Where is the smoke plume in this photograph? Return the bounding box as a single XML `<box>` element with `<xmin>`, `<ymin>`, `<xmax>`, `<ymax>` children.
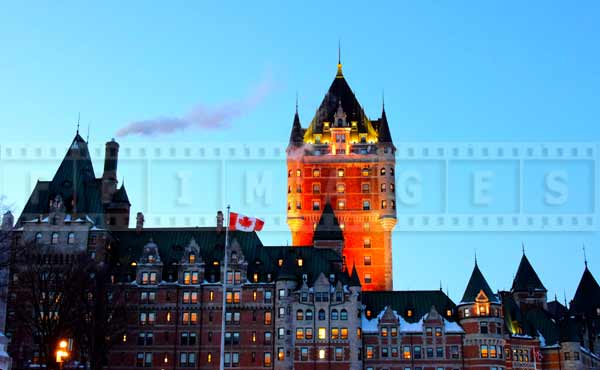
<box><xmin>116</xmin><ymin>76</ymin><xmax>274</xmax><ymax>137</ymax></box>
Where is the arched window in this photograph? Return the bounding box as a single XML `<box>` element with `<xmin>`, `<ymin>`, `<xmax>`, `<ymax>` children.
<box><xmin>189</xmin><ymin>253</ymin><xmax>196</xmax><ymax>264</ymax></box>
<box><xmin>380</xmin><ymin>168</ymin><xmax>386</xmax><ymax>176</ymax></box>
<box><xmin>390</xmin><ymin>168</ymin><xmax>395</xmax><ymax>176</ymax></box>
<box><xmin>67</xmin><ymin>232</ymin><xmax>75</xmax><ymax>244</ymax></box>
<box><xmin>331</xmin><ymin>309</ymin><xmax>339</xmax><ymax>320</ymax></box>
<box><xmin>51</xmin><ymin>232</ymin><xmax>59</xmax><ymax>245</ymax></box>
<box><xmin>296</xmin><ymin>310</ymin><xmax>304</xmax><ymax>321</ymax></box>
<box><xmin>318</xmin><ymin>309</ymin><xmax>326</xmax><ymax>321</ymax></box>
<box><xmin>305</xmin><ymin>309</ymin><xmax>313</xmax><ymax>320</ymax></box>
<box><xmin>340</xmin><ymin>309</ymin><xmax>348</xmax><ymax>320</ymax></box>
<box><xmin>35</xmin><ymin>232</ymin><xmax>42</xmax><ymax>245</ymax></box>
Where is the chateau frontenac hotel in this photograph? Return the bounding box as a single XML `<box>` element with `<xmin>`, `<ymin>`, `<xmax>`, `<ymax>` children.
<box><xmin>2</xmin><ymin>60</ymin><xmax>600</xmax><ymax>370</ymax></box>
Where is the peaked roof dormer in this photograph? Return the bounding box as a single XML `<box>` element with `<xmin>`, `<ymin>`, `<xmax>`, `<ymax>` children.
<box><xmin>313</xmin><ymin>202</ymin><xmax>343</xmax><ymax>242</ymax></box>
<box><xmin>461</xmin><ymin>261</ymin><xmax>499</xmax><ymax>304</ymax></box>
<box><xmin>512</xmin><ymin>253</ymin><xmax>547</xmax><ymax>293</ymax></box>
<box><xmin>570</xmin><ymin>265</ymin><xmax>600</xmax><ymax>315</ymax></box>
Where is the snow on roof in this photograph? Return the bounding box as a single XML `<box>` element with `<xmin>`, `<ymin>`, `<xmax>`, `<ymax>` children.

######

### EXERCISE:
For the material above, repeat each line exactly and leave out the pictures.

### RESPONSE TO THIS TASK:
Where is the smoke plume in this photograph? Return the bounding box as a single XML `<box>` element with `<xmin>`, `<ymin>`, `<xmax>`, `<ymax>` children.
<box><xmin>116</xmin><ymin>76</ymin><xmax>274</xmax><ymax>137</ymax></box>
Where is the arched window in this photograph? Return the bounding box as a single XML `<box>` element with `<xmin>`, `<ymin>`, `<xmax>`, `<ymax>` children.
<box><xmin>189</xmin><ymin>253</ymin><xmax>196</xmax><ymax>264</ymax></box>
<box><xmin>380</xmin><ymin>168</ymin><xmax>386</xmax><ymax>176</ymax></box>
<box><xmin>390</xmin><ymin>168</ymin><xmax>395</xmax><ymax>176</ymax></box>
<box><xmin>67</xmin><ymin>232</ymin><xmax>75</xmax><ymax>244</ymax></box>
<box><xmin>331</xmin><ymin>309</ymin><xmax>339</xmax><ymax>320</ymax></box>
<box><xmin>51</xmin><ymin>232</ymin><xmax>59</xmax><ymax>245</ymax></box>
<box><xmin>296</xmin><ymin>310</ymin><xmax>304</xmax><ymax>321</ymax></box>
<box><xmin>318</xmin><ymin>309</ymin><xmax>326</xmax><ymax>321</ymax></box>
<box><xmin>305</xmin><ymin>309</ymin><xmax>313</xmax><ymax>320</ymax></box>
<box><xmin>340</xmin><ymin>309</ymin><xmax>348</xmax><ymax>320</ymax></box>
<box><xmin>35</xmin><ymin>232</ymin><xmax>42</xmax><ymax>245</ymax></box>
Where is the chateau frontenac hotel in this photograph? Return the bounding box as a single XML `<box>` element with `<xmin>`, `<ymin>`, `<xmax>`, `<ymax>` children.
<box><xmin>2</xmin><ymin>60</ymin><xmax>600</xmax><ymax>370</ymax></box>
Where is the peaked roof dormer in this photograph? Return the bounding box as a single XML `<box>` element with `<xmin>`, `<ymin>`, `<xmax>`, `<ymax>` children.
<box><xmin>313</xmin><ymin>202</ymin><xmax>343</xmax><ymax>242</ymax></box>
<box><xmin>461</xmin><ymin>261</ymin><xmax>499</xmax><ymax>304</ymax></box>
<box><xmin>512</xmin><ymin>253</ymin><xmax>547</xmax><ymax>293</ymax></box>
<box><xmin>570</xmin><ymin>265</ymin><xmax>600</xmax><ymax>315</ymax></box>
Where is the snow on roof in this photograph? Return the bounding box as a single XML `<box>` element with `<xmin>`, `<ymin>`, `<xmax>`, `<ymax>` children.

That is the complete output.